▶ [Objetivo]:
Atualize as linhas de todos os registros trocando "photo" por "image" e mantendo todo o resto igual. Deixe as imagens de fora da resposta.

(Registros de marcação de pontos)

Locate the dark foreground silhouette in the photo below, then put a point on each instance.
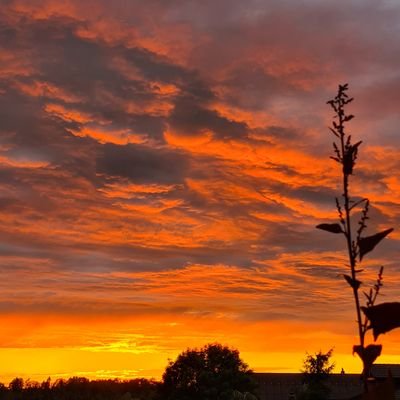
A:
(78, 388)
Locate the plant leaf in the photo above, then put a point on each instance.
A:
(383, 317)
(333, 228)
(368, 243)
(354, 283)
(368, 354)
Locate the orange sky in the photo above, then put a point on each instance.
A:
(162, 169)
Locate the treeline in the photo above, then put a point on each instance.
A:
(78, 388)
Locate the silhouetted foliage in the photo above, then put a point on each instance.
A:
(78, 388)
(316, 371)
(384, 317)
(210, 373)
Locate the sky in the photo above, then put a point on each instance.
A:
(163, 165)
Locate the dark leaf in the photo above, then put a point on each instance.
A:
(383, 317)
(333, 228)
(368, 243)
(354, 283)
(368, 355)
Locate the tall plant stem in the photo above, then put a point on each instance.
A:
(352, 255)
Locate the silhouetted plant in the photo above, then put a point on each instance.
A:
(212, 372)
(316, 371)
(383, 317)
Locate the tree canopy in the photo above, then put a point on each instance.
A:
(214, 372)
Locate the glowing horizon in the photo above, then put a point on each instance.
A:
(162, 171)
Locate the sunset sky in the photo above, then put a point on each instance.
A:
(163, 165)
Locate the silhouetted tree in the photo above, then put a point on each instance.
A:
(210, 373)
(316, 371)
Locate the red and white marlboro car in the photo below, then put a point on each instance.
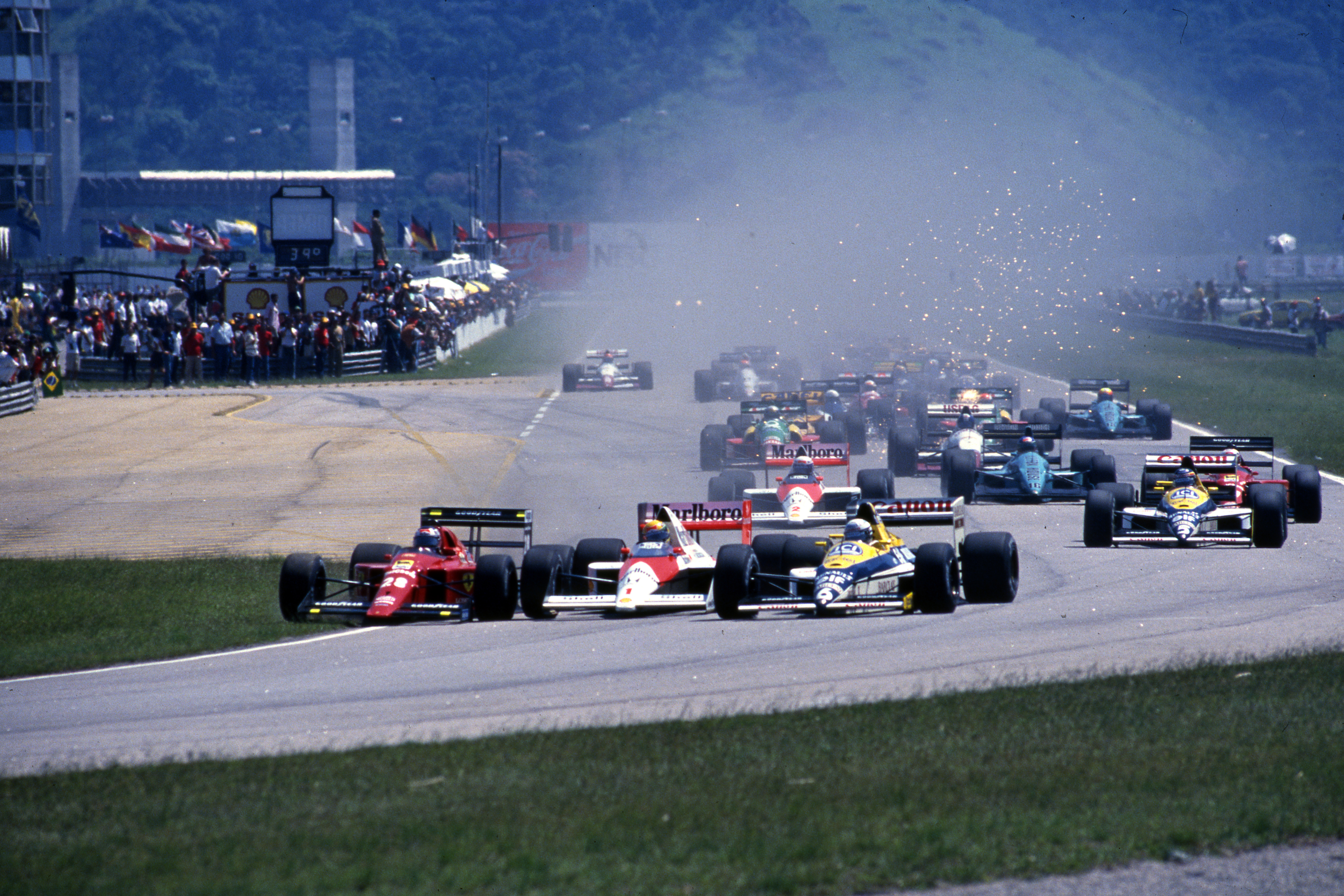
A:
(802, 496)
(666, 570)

▶ [Resultado]:
Locate the dark foreground silhouette in the image below, then put a point on each instance.
A:
(78, 388)
Locate the plant leaf in the image above, then put a point on each instance.
A:
(383, 317)
(333, 228)
(368, 243)
(354, 283)
(368, 354)
Locate the orange sky in the image above, then put a point on each instance.
A:
(162, 169)
Locate the treeline in the image above, then put a point on each instance.
A:
(78, 388)
Locate the silhouetted foliage in the image above, then put a point on each instance.
A:
(78, 388)
(316, 371)
(384, 317)
(210, 373)
Locate the sky in the image above, then put a point on each instance.
A:
(163, 165)
Locate the dark leaf in the image above, then put a point on each instance.
A:
(383, 317)
(333, 228)
(368, 243)
(354, 283)
(368, 355)
Locate the tall plant stem in the image above, then put a point on each instance.
A:
(352, 255)
Locate the silhouetted plant in the image above, then put a point on each instance.
A:
(212, 372)
(316, 371)
(383, 317)
Locate the tree canopy in the image above, then put a point on each instance.
A:
(214, 372)
Locate the glowing horizon in the image above, then put a point on each instance.
A:
(162, 171)
Locate the sunset sky in the image above, then put a point on each instance.
A:
(163, 165)
Locate the silhouetted tree in the image above, then put a point on each instance.
A:
(210, 373)
(316, 371)
Locate the red and white marlboro car in the image below, then put a point on each instance.
A:
(802, 496)
(666, 570)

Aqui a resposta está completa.